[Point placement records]
'''

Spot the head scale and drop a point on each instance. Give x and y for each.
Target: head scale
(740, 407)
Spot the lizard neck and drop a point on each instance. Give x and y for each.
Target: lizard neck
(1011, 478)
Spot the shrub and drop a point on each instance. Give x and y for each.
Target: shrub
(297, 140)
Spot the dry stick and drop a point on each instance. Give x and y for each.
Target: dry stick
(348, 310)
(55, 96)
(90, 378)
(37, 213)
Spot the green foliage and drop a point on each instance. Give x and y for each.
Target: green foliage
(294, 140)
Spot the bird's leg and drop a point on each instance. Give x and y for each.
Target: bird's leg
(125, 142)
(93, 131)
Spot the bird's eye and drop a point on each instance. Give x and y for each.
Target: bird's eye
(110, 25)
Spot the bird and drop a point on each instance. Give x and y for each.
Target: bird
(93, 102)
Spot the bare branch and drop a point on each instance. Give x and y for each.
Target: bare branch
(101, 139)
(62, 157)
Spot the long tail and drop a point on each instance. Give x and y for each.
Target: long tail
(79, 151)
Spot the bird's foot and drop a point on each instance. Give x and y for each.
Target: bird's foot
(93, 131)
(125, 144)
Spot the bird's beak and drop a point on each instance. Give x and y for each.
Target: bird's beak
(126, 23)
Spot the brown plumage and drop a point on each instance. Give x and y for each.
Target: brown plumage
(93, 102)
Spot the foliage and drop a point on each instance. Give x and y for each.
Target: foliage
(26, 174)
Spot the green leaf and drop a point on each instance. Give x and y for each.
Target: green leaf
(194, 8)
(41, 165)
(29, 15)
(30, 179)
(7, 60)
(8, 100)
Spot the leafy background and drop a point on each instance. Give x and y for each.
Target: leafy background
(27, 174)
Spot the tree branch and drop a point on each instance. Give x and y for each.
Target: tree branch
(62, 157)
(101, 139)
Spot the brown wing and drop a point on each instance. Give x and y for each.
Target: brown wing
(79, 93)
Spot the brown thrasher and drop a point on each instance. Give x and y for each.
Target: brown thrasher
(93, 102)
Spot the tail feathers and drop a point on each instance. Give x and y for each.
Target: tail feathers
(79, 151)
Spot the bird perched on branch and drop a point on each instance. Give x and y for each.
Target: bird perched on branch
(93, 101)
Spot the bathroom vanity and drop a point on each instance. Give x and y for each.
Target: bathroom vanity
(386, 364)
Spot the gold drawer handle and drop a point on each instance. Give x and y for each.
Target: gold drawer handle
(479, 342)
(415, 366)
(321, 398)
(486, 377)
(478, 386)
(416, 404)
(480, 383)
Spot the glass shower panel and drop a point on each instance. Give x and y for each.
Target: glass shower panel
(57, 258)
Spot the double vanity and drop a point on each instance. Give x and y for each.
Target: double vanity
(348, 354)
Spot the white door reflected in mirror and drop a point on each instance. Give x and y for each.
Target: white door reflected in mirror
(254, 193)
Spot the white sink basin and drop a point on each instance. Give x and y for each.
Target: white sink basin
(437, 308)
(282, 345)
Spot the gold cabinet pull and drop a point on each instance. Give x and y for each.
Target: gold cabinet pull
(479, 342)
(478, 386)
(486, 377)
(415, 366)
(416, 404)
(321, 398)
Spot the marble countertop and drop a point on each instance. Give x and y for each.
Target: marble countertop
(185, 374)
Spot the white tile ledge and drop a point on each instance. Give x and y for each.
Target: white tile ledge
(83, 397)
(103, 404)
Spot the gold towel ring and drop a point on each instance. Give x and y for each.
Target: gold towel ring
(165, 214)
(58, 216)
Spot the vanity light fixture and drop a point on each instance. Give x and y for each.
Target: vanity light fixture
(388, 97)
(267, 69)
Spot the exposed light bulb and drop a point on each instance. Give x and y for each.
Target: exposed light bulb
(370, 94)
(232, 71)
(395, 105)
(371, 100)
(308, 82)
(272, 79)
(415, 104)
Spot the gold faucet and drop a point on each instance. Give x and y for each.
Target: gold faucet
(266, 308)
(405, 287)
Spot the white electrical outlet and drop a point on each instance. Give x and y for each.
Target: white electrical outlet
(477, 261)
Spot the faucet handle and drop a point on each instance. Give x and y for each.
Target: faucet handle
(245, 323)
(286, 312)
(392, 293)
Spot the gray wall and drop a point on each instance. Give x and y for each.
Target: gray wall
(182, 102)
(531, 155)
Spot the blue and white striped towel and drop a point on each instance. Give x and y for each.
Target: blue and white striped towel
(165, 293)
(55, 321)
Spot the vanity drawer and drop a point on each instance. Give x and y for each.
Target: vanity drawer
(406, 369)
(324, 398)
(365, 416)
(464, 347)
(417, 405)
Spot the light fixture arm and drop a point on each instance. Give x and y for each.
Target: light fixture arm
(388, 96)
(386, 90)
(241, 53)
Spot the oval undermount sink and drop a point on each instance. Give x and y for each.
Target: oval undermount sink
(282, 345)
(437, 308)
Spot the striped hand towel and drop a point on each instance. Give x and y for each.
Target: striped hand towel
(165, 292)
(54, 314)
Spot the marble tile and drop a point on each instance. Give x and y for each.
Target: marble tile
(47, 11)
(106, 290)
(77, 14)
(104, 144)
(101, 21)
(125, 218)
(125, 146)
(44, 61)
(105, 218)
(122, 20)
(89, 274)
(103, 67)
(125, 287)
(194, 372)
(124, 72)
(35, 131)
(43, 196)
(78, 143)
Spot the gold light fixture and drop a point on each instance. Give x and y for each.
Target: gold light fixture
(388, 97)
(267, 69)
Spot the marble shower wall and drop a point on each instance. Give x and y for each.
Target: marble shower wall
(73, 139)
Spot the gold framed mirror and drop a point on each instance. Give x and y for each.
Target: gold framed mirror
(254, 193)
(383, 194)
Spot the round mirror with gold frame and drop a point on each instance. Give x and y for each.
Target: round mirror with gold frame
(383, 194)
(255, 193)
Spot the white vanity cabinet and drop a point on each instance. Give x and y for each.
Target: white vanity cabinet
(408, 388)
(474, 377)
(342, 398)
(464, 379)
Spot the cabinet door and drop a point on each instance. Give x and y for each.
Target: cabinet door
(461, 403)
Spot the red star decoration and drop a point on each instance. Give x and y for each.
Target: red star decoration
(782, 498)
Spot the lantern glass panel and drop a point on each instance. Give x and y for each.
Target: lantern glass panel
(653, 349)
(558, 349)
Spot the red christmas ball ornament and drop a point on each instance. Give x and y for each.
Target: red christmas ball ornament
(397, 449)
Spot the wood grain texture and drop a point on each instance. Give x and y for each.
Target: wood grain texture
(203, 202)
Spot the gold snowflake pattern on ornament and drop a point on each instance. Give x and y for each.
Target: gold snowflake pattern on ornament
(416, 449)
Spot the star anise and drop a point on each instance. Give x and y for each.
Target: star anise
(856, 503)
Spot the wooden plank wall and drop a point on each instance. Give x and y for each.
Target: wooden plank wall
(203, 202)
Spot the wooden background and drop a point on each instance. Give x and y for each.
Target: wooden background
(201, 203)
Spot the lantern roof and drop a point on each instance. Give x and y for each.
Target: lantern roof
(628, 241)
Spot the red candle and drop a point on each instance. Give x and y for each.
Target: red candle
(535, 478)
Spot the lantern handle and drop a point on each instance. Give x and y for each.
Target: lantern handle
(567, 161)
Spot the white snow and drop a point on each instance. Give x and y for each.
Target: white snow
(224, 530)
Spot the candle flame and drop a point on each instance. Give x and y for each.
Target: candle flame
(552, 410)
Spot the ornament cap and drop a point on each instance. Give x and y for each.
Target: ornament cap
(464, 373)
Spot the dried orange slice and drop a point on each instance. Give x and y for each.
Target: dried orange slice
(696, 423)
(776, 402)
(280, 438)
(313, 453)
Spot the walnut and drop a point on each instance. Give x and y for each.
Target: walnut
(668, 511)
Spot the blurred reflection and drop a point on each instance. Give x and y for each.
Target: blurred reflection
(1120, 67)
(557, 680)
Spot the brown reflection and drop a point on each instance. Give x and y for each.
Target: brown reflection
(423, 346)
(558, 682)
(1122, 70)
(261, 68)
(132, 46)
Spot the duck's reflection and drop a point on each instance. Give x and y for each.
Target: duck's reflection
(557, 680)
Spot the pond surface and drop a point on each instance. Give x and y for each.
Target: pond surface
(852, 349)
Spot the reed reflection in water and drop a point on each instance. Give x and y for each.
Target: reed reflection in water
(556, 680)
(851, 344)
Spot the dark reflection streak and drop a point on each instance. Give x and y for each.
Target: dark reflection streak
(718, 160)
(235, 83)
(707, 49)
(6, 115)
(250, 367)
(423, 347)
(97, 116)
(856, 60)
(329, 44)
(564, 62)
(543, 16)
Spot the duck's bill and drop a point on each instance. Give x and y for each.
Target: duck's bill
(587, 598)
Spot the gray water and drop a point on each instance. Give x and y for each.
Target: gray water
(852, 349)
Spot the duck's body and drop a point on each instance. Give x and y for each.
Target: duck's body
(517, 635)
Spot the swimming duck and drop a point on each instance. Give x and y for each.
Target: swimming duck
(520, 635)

'''

## [What is needed]
Everything from the line containing "Spot the walnut" through the final line of the listing, inclusive, must be reproduced exactly; leave out the rest.

## [Final result]
Spot the walnut and drop a point on each instance. Give x and y for each.
Target: walnut
(668, 511)
Spot the blurred reflection and drop a point on each instance. Give x and y for each.
Target: blurred reflection
(1120, 67)
(557, 680)
Spot the brown reflection and drop a point on each instance. Give x and y for each.
Target: brown reflection
(423, 346)
(558, 682)
(1122, 70)
(261, 68)
(132, 46)
Spot the duck's reflection and drop a point on each instance. Give x and y for each.
Target: duck's reflection
(557, 680)
Spot the pond surface and drop a point on each instance. Give x and y for each.
Target: pond surface
(852, 349)
Spot the reed reflection in water and drop a point on each instance. Give x and y for each.
Target: reed reflection in water
(556, 680)
(851, 344)
Spot the dark reflection streak and drop a point on each instance. Give x and y for each.
Target: dark reflection streak
(718, 160)
(235, 83)
(707, 49)
(6, 115)
(250, 367)
(423, 347)
(97, 116)
(856, 60)
(329, 44)
(564, 62)
(543, 16)
Spot the duck's bill and drop a point on each instance. Give x and y for each.
Target: duck's bill
(587, 598)
Spot the gray water and drop a point on each instance. Give x and y for each.
Target: gray water
(852, 349)
Spot the duck's body and drop a point on each instance. Give x and y for each.
Target: duck's body
(517, 635)
Spot the swimming duck and drop a point on each instance. Give x and y for each.
Target: swimming duck
(520, 635)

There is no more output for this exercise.